TESTO DI PARTENZA:
Intervista a Luciana d’Ambrosio Marri

Intervista a Luciana d’Ambrosio Marri

copertina EFFETTO D ok.jpg Effetto D: Se la leadership è al femminile: storie speciali di donne normali. Liberiamoci dallo stereotipo della donna-leader di successo con tailleur attillato grigio antracite e tacchi a spillo. Essere donna e insieme leader significa essere una professionista “normale”. Significa essere, cioè, una figura molto più “semplice” o più in ombra di quanto si immagini, ma di valore, cioè capace di introdurre quell’Effetto D che produce anche Valore d’impresa. Un libro utile alle persone curiose per capire meglio cosa spinge alcune donne ad accettare fatiche supplementari per raggiungere obiettivi difficili, lottando contro pregiudizi e luoghi comuni; alle giovani che ricercano modelli non convenzionali in grado di rafforzare il loro impegno quotidiano; alle donne di qualsiasi età che hanno già operato scelte di vita personale e professionale; ai direttori del personale e manager HR che si occupano anche delle politiche orientate alla valorizzazione delle differenze di genere e di diversity management.

DATI FORNITI:
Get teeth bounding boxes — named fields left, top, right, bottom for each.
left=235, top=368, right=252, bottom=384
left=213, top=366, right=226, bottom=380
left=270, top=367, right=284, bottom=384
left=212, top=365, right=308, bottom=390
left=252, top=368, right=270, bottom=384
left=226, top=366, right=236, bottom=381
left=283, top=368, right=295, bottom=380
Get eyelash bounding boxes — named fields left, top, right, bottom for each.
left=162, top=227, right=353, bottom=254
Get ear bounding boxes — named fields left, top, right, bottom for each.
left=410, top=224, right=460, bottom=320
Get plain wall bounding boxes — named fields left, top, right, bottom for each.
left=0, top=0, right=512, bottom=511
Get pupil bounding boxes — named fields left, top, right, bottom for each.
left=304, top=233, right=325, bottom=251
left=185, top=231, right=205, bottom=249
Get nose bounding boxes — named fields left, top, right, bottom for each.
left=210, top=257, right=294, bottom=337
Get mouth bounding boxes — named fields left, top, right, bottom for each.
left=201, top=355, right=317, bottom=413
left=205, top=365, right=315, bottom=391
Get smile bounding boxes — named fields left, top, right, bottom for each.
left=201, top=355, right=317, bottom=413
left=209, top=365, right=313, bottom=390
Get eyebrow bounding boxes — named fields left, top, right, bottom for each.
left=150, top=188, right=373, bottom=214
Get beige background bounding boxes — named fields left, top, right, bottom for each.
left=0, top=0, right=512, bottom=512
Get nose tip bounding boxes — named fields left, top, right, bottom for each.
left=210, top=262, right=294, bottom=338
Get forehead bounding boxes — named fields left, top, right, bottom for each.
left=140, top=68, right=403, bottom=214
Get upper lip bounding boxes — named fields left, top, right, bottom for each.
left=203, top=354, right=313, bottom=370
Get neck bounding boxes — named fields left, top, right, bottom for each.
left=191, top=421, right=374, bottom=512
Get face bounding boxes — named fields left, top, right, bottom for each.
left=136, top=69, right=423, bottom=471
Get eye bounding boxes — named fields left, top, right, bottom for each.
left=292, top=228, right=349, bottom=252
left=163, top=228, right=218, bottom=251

DESCRIZIONE DEL COMPITO: Elenca tutti i gruppi di lettori a cui, secondo il testo di partenza, il libro Effetto D è utile. I dati provengono da un'altra fonte.

RISPOSTA SCRITTA:
- Le persone curiose che vogliono capire meglio cosa spinge alcune donne ad accettare fatiche supplementari per raggiungere obiettivi difficili
- Le giovani che ricercano modelli non convenzionali in grado di rafforzare il loro impegno quotidiano
- Le donne di qualsiasi età che hanno già operato scelte di vita personale e professionale
- I direttori del personale e i manager HR che si occupano anche delle politiche di valorizzazione delle differenze di genere e di diversity management